▸ The exercise
Reproduce, without any change, the lines of the records starting with the line containing "of the vegetation?" and continuing through the line containing "140], [176, 88]]]".
-- Dataset rows start --
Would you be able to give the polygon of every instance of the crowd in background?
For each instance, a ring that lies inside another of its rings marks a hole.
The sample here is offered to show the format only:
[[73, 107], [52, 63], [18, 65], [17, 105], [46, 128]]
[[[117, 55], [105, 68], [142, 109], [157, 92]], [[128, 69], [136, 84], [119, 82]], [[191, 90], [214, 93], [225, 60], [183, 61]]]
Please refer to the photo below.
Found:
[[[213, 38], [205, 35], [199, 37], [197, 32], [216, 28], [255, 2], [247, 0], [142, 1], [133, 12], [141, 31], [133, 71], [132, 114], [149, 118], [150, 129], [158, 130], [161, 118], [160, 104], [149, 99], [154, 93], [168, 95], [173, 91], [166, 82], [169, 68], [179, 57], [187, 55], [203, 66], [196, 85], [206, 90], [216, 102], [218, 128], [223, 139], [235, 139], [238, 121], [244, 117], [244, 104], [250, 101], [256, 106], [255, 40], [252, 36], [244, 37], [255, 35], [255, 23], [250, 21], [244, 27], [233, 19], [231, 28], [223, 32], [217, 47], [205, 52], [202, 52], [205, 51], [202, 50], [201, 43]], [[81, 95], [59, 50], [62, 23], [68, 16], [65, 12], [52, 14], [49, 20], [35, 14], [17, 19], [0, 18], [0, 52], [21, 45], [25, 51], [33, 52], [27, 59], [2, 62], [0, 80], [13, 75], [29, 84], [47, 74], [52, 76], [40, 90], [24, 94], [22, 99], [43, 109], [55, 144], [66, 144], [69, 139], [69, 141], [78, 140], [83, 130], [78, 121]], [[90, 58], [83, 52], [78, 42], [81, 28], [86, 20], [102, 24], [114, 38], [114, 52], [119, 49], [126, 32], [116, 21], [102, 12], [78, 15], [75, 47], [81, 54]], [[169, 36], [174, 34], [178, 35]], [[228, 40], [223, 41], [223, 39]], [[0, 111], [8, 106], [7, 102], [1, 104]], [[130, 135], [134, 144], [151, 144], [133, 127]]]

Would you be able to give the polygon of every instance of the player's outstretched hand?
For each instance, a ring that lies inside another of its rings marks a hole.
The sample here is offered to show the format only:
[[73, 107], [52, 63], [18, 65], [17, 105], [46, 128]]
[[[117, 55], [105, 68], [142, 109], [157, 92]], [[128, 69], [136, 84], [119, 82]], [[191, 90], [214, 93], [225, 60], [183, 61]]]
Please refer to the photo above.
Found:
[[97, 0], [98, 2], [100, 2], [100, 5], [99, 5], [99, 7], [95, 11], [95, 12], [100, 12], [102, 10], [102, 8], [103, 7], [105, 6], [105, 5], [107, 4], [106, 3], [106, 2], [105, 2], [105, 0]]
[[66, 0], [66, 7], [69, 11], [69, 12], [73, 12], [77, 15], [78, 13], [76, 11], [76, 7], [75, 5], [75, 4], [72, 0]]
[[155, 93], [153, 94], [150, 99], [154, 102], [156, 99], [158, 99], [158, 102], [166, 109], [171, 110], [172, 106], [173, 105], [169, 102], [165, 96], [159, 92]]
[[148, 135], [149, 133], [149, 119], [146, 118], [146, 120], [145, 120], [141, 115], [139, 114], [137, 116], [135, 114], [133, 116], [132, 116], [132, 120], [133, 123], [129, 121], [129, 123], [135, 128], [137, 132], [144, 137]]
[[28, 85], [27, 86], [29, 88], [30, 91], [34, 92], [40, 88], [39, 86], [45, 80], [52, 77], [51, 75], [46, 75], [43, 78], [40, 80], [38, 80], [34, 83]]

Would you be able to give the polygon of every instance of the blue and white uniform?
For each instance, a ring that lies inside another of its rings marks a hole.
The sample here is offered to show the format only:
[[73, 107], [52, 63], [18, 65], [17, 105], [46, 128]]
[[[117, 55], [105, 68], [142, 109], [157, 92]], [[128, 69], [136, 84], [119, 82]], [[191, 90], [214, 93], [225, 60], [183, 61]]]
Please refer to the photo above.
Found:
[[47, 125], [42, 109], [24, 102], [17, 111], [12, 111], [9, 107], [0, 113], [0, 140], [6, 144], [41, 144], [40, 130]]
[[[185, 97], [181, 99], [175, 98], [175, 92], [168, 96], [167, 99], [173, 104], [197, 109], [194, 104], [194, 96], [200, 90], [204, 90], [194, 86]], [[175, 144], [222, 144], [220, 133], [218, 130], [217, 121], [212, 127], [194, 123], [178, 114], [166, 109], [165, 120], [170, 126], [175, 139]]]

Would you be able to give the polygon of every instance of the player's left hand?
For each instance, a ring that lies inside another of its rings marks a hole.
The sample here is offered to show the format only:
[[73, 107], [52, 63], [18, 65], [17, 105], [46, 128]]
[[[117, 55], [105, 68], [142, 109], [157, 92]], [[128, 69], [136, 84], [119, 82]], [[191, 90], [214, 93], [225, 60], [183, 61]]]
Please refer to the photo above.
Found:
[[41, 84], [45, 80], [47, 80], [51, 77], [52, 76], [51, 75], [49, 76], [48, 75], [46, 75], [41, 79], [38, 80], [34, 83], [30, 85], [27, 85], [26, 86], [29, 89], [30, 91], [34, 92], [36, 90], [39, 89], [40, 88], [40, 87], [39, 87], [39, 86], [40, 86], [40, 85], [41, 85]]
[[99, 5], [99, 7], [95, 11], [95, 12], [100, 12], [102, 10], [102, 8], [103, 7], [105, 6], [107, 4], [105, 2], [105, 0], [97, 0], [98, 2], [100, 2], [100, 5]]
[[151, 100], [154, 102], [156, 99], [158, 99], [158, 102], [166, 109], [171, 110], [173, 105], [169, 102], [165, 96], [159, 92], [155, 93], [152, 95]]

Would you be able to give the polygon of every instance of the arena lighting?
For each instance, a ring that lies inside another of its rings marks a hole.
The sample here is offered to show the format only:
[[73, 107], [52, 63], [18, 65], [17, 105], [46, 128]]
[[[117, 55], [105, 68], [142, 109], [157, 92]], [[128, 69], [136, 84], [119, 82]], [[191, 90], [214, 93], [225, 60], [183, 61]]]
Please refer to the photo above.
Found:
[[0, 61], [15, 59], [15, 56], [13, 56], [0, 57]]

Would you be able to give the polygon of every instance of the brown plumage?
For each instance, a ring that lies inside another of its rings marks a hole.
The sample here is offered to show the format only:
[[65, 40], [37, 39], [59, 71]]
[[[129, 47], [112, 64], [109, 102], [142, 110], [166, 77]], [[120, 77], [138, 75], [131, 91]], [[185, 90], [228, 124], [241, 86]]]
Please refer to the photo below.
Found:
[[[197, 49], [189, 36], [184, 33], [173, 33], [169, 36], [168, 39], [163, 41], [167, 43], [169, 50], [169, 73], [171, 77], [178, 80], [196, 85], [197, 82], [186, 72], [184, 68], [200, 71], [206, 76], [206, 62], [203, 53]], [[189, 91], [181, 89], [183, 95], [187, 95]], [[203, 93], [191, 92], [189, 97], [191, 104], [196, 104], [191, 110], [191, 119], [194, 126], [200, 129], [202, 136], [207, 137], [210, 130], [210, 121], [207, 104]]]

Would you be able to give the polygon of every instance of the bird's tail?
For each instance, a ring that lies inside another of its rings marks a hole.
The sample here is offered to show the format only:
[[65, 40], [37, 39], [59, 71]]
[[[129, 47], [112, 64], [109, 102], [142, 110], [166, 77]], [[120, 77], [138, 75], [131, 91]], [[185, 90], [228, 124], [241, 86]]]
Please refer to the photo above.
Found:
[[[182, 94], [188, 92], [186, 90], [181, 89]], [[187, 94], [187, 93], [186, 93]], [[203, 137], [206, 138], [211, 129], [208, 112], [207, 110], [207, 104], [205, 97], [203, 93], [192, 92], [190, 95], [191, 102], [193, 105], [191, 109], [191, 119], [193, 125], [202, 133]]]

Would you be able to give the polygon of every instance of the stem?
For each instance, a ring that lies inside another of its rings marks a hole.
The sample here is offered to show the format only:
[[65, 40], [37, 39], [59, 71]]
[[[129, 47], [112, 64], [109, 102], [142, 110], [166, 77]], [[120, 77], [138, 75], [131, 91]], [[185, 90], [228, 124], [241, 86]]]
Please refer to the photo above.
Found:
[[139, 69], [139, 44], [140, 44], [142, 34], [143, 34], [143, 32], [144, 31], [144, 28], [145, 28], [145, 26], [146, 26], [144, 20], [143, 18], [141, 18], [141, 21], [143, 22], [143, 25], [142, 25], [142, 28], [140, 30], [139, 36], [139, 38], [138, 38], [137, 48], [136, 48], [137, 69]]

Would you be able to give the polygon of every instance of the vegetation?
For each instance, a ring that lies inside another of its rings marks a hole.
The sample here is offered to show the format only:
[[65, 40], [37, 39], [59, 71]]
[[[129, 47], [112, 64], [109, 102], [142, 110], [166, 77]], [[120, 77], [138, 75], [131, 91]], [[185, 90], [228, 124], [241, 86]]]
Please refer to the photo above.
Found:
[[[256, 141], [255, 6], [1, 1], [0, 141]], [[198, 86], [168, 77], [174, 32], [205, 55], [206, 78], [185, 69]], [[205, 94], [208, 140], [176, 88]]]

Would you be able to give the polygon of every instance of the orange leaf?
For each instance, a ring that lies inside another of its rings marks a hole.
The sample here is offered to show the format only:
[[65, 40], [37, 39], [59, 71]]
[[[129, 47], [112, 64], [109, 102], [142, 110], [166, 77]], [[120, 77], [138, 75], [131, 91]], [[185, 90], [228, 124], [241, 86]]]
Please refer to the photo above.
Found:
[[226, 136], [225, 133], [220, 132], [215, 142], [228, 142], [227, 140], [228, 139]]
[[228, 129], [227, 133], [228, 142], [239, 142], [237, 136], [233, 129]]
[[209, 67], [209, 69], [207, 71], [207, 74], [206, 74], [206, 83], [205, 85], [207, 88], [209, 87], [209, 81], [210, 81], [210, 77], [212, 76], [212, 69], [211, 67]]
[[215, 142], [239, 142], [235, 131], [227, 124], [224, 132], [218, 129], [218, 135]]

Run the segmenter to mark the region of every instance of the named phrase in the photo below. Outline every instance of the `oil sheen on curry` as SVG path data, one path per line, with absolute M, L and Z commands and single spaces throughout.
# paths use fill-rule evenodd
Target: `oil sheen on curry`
-- Dataset rows end --
▸ Full solution
Would you be able to give the polygon of every instance of the vegetation?
For each instance, a ring that lies inside another of its rings marks a hole.
The sample here is offered to show the format only:
[[65, 40], [37, 39], [59, 71]]
[[[129, 47], [112, 64], [109, 102], [142, 110], [166, 77]], [[120, 77], [138, 75], [131, 91]], [[185, 90], [228, 124], [241, 86]]]
Please refer to the photo above.
Found:
[[[256, 141], [255, 6], [1, 1], [0, 141]], [[198, 86], [168, 77], [174, 32], [205, 55], [206, 78], [185, 69]], [[205, 94], [208, 140], [176, 88]]]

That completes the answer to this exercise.